Excerpt from a dataset
*-*-*
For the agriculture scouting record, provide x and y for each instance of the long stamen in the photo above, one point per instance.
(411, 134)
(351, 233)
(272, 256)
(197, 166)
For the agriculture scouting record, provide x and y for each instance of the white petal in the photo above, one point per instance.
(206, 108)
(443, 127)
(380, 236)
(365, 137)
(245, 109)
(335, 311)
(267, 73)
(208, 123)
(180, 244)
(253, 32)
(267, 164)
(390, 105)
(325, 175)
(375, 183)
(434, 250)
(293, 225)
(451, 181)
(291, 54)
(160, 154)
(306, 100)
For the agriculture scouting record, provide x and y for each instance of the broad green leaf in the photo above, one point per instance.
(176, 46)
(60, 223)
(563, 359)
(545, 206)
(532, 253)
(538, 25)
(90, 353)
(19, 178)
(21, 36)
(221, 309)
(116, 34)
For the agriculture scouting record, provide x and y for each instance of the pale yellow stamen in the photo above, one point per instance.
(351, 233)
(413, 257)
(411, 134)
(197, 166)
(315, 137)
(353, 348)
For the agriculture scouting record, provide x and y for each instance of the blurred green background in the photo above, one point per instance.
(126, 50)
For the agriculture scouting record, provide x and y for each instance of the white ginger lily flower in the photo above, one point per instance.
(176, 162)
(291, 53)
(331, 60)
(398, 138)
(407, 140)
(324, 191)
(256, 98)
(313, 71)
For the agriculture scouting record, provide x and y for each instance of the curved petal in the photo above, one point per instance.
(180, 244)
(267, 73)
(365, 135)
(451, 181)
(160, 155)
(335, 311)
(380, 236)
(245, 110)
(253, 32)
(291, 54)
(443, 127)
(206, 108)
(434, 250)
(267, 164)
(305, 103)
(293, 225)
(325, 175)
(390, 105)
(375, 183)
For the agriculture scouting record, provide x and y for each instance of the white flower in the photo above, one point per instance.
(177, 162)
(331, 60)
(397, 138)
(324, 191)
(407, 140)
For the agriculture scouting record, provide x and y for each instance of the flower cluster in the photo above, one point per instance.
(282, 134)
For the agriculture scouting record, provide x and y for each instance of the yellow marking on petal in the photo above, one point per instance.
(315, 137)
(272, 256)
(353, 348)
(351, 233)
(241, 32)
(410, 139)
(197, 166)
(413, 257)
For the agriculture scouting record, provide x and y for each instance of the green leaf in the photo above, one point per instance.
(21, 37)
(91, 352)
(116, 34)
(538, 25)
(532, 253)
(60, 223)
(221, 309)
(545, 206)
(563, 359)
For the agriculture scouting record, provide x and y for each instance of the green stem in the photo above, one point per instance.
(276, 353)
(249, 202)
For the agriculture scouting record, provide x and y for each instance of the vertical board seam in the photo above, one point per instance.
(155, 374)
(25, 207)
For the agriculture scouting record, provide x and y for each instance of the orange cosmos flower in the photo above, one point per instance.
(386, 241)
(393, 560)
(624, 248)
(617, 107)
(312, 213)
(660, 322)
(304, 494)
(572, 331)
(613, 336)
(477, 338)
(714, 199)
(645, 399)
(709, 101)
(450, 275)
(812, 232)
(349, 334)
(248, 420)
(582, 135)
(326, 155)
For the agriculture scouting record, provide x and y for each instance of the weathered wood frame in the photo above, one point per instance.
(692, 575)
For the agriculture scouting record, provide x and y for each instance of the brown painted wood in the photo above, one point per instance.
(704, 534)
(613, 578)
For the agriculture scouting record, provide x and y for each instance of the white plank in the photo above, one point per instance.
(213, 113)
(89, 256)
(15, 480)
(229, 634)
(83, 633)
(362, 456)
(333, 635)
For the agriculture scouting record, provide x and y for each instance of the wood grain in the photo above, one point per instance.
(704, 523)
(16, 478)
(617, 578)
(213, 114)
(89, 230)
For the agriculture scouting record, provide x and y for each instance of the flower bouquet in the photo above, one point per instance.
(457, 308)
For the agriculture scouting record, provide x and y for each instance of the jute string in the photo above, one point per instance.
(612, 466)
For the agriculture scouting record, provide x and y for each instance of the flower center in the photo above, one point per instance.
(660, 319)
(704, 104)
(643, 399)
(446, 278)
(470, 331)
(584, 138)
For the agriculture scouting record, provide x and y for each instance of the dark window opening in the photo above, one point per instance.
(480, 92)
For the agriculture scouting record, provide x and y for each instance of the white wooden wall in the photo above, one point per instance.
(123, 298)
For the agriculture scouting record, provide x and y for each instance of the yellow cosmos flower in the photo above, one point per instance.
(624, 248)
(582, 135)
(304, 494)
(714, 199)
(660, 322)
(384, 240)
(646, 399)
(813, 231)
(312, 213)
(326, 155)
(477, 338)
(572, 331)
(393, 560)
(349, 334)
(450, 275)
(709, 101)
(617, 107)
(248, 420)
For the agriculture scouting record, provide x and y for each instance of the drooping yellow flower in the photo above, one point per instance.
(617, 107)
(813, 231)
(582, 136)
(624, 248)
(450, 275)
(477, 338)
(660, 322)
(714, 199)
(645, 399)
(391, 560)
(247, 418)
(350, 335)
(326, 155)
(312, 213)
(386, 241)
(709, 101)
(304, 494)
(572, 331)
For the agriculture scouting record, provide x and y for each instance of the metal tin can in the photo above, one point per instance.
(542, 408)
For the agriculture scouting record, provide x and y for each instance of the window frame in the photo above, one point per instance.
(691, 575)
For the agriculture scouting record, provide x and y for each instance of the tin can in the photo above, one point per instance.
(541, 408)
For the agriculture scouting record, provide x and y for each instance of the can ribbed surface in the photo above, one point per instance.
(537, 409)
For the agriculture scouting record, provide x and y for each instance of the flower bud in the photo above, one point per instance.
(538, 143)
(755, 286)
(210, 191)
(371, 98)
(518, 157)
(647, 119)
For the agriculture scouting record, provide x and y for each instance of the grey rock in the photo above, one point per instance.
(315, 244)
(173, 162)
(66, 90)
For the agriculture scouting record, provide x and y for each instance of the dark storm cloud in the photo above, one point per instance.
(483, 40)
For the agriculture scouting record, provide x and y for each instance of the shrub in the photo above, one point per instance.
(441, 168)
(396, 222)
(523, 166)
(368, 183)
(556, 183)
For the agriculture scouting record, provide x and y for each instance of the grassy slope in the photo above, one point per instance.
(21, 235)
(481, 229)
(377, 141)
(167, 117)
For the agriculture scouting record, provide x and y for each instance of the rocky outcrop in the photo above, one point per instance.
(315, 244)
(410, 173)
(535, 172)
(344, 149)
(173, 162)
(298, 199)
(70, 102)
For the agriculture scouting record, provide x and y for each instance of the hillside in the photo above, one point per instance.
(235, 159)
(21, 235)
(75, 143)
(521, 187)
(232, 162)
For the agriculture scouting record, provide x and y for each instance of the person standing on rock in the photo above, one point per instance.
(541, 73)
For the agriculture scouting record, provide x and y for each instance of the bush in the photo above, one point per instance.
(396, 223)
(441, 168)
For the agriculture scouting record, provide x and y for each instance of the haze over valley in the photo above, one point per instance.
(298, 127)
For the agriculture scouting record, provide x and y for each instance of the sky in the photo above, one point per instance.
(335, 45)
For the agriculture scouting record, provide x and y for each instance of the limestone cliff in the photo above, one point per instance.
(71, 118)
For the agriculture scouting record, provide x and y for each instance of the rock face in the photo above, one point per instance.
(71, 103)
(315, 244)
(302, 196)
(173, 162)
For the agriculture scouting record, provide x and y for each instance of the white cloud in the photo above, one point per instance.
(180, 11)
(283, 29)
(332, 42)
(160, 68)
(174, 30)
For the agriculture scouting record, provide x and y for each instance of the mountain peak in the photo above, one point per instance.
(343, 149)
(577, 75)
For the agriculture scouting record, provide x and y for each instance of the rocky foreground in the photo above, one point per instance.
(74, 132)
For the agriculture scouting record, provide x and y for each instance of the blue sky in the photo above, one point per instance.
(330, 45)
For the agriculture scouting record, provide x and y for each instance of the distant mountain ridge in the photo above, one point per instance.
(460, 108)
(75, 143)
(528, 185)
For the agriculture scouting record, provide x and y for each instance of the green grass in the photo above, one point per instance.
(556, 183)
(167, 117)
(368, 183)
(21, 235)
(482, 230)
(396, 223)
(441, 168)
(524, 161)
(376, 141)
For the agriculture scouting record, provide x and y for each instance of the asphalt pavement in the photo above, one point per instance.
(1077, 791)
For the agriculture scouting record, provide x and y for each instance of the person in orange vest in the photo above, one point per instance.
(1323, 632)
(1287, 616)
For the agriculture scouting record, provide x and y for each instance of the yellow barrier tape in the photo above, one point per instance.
*-*-*
**SHORT TASK**
In the listing above, find the line with "the white cloud" and set down that line and all after it exactly, through the final line.

**EXPECTED ANSWER**
For the agriculture scouting record, provide x and y for each instance of the white cloud in the photo above, one point per instance.
(180, 11)
(283, 29)
(332, 42)
(160, 68)
(174, 30)
For the agriculture scouting record, provide x and y for each instance of the mountain peak in the photo above, one point per instance.
(343, 149)
(577, 75)
For the agriculture scouting record, provide x and y for each instance of the rocky foreground in the photo above, one point per instance.
(74, 132)
For the agriculture scouting record, provide x and y for each instance of the blue sky in the photo above, one point per instance.
(330, 45)
For the agriculture scouting record, provide x and y for each instance of the distant mountain ridge in the photo above, one point per instance.
(460, 108)
(75, 143)
(528, 185)
For the agriculture scouting record, provide x and y for each instance of the green grass in the photo above, one point per instance.
(556, 183)
(167, 117)
(368, 183)
(21, 235)
(482, 230)
(396, 223)
(441, 168)
(524, 161)
(376, 141)
For the agriculture scouting record, provide x and y for each instance of the asphalt pavement in the photo above, one point per instance.
(1077, 791)
For the agriculture scouting record, provide x and y for each instance of the person in orange vest in the photo above, one point per instance.
(1323, 632)
(1287, 616)
For the agriculture scouting record, provide x and y for each instance of the yellow barrier tape in the photo above, one point per instance.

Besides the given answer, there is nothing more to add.